6. Was macht für Sie gutes (journalistisches) Schreiben aus?
Erstens: Argumente so glasklar herauszuarbeiten, dass man beim Lesen denkt: hey, das muss stimmen, es kann gar nicht anders sein. Zweitens: So schön zu schreiben, dass man den Text auch dann mit Genuss lesen kann, wenn man seinen Inhalt gar nicht versteht. Das sind Ideale. Ich versuche, ihnen nahe zu kommen.
7. Woran arbeiten Sie gerade?
Man sagt, jeder zehnte Deutsche habe einen Roman geschrieben und irgendwo im Nachttisch versteckt. Ich gestehe: ich bin einer davon. Da meiner den Nachttisch verlassen soll, beschäftigt mich zurzeit die Agentur- bzw. Verlagssuche am intensivsten.
Einen Satz zum Inhalt (sehen Sie es mir nach): Ein Neurowissenschaftler macht eine Entdeckung am Gehirn und hofft, damit die Natur des Bewusstseins zu enträtseln. In diesem Zusammenhang verliebt er sich in eine Journalistin und die Fragen nach der Liebe und dem Bewusstsein verschmelzen für ihn zu einem einzigen großen Rätsel. – Sie merken, es geht auch hier um die ganz großen Fragen.
Ansonsten produziere ich auch noch den Song zum Roman, ich schreibe an einem Essay über Homo Deus, den Bestseller von Yuval Harari, lese das neue Buch von Ilja Bohnet und möchte demnächst ein Interview mit ihm vorbereiten. Sie sehen, Langeweile kommt nicht auf.
8. Welche Rolle spielt der Zeitgeist für Sie?
Der Zeitgeist? Welche Röcke gerade in Mode sind, interessiert mich eher am Rande. Am Ende sind die Beine entscheidend. Ich hoffe, dass der im Moment herrschende Zeitgeist diesen – wie ich finde: anschaulichen – Vergleich gestattet.

.....

• _Aufgaben_:
(a) Womit beschäftigt sich die befragte Person laut dem Interview zurzeit am intensivsten?
(b) Bearbeite einen Abschnitt des Interviews: Beginne bei den Worten „Man sagt, jeder“ und höre nach „kommt nicht auf.“ auf. Ersetze darin „Neurowissenschaftler“ durch „Hirnforscher“.

[Einträge aus einem Datensatz]
.....

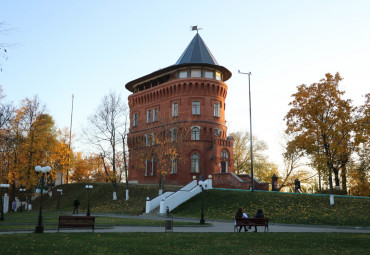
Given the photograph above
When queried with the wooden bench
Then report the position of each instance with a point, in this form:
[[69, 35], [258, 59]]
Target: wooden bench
[[76, 222], [251, 222]]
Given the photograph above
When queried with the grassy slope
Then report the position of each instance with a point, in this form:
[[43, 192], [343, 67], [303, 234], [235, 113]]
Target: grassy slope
[[221, 204], [281, 207], [185, 243]]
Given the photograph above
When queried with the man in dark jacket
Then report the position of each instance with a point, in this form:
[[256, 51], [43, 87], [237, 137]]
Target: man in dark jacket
[[76, 204]]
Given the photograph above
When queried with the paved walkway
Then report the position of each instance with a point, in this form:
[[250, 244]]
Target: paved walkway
[[216, 226]]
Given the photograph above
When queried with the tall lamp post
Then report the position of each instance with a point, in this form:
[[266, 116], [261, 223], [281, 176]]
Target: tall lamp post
[[203, 186], [250, 122], [44, 170], [60, 191], [88, 188], [4, 187], [21, 191]]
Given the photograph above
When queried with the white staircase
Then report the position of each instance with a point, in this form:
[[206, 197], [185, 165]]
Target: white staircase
[[171, 200]]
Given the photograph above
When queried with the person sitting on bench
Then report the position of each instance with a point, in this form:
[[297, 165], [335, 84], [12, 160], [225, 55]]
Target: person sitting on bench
[[240, 214]]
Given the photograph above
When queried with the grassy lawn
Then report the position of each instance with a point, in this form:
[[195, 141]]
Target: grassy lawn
[[185, 243], [219, 204], [281, 207], [28, 221]]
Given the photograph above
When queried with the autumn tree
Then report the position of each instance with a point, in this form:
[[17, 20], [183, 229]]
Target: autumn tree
[[292, 162], [6, 115], [104, 131], [322, 121], [263, 169]]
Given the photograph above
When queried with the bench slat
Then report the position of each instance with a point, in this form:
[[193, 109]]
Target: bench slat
[[76, 221]]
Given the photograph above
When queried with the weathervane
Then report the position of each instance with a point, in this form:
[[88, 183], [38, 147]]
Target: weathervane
[[192, 28]]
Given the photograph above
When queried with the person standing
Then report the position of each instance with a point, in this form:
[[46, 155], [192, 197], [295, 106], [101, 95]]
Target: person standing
[[76, 204], [259, 214], [14, 206]]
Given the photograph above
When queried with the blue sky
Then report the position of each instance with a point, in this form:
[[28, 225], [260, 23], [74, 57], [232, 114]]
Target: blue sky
[[91, 47]]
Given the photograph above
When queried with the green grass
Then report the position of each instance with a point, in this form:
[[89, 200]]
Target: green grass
[[101, 198], [185, 243], [280, 207], [28, 221], [218, 204]]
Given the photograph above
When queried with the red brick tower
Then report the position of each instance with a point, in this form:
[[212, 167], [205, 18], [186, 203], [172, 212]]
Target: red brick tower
[[177, 120]]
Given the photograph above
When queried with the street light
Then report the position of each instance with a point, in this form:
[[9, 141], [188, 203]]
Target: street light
[[89, 188], [4, 188], [203, 186], [21, 190], [60, 194], [46, 169], [250, 122]]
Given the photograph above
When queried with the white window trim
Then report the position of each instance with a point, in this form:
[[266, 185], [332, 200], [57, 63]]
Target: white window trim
[[173, 134], [175, 112], [148, 116], [135, 120], [152, 167], [197, 110], [146, 167], [146, 140], [191, 164], [216, 109], [173, 166], [155, 114], [191, 133]]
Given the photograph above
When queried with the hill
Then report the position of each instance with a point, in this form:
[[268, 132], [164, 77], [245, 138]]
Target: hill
[[221, 204]]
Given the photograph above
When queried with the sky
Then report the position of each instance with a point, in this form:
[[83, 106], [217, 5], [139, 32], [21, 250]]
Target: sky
[[89, 48]]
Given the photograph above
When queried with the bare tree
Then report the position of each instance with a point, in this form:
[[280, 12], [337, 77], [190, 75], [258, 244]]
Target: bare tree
[[104, 131]]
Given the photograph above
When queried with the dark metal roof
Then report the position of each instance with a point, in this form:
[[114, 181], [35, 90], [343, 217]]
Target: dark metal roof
[[197, 52]]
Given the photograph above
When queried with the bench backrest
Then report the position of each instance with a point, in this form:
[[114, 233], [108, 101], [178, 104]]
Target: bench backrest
[[251, 220], [76, 219]]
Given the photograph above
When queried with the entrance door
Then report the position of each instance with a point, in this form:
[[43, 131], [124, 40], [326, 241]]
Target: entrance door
[[223, 167]]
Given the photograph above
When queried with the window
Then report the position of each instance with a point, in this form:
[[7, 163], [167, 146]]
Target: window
[[147, 140], [224, 155], [208, 74], [147, 166], [196, 108], [217, 131], [216, 110], [174, 166], [173, 134], [195, 131], [155, 114], [183, 74], [135, 120], [152, 139], [175, 109], [196, 73], [153, 166], [195, 163], [148, 116], [218, 76]]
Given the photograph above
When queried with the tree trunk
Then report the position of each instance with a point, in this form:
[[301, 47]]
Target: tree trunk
[[336, 174], [344, 179]]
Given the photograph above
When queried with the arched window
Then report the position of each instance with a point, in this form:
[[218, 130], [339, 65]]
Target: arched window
[[224, 161], [195, 163], [195, 131], [224, 155]]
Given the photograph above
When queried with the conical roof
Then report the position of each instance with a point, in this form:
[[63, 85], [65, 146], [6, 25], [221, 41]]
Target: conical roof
[[197, 52]]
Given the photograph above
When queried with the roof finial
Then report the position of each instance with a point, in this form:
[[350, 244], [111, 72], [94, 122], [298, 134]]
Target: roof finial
[[192, 28]]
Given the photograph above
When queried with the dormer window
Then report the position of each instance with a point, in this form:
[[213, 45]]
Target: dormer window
[[183, 74], [208, 74], [196, 73], [218, 76]]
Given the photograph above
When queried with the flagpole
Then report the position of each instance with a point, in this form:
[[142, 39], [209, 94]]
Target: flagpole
[[70, 139]]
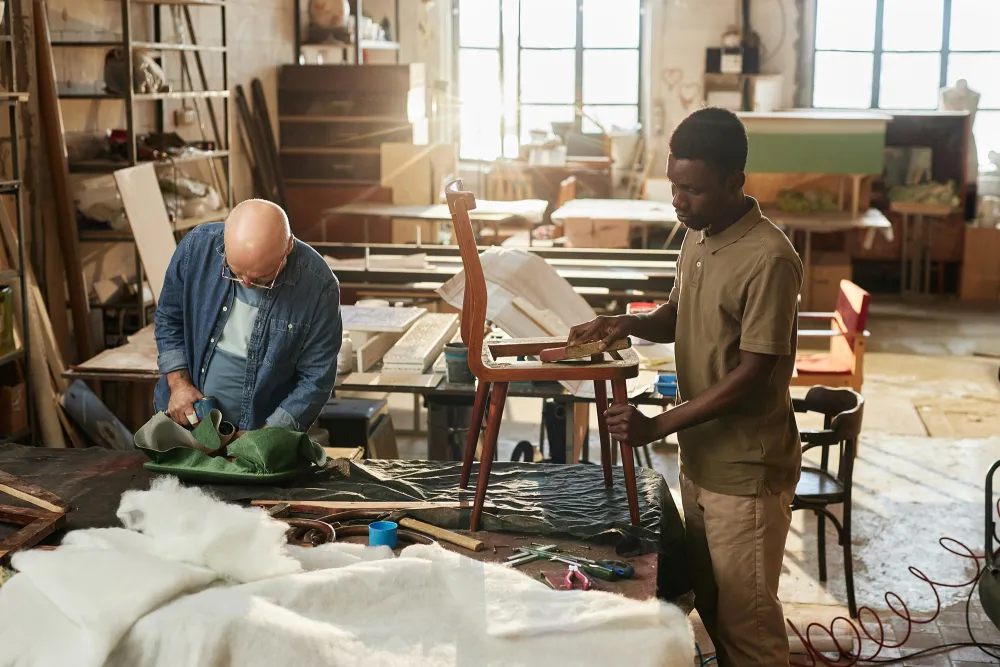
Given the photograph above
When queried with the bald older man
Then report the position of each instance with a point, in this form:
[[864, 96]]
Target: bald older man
[[251, 316]]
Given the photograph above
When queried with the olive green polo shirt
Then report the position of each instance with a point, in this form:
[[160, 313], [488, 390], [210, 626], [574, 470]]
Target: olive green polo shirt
[[738, 290]]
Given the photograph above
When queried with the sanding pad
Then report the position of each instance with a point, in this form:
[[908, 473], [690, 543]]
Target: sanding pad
[[583, 350]]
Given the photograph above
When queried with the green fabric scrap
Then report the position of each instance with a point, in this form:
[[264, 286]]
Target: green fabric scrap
[[264, 455]]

.....

• _Lösungen_:
(a) Mit der Agentur- bzw. Verlagssuche für ihren Roman.

(b)
Man sagt, jeder zehnte Deutsche habe einen Roman geschrieben und irgendwo im Nachttisch versteckt. Ich gestehe: ich bin einer davon. Da meiner den Nachttisch verlassen soll, beschäftigt mich zurzeit die Agentur- bzw. Verlagssuche am intensivsten.
Einen Satz zum Inhalt (sehen Sie es mir nach): Ein Hirnforscher macht eine Entdeckung am Gehirn und hofft, damit die Natur des Bewusstseins zu enträtseln. In diesem Zusammenhang verliebt er sich in eine Journalistin und die Fragen nach der Liebe und dem Bewusstsein verschmelzen für ihn zu einem einzigen großen Rätsel. – Sie merken, es geht auch hier um die ganz großen Fragen.
Ansonsten produziere ich auch noch den Song zum Roman, ich schreibe an einem Essay über Homo Deus, den Bestseller von Yuval Harari, lese das neue Buch von Ilja Bohnet und möchte demnächst ein Interview mit ihm vorbereiten. Sie sehen, Langeweile kommt nicht auf.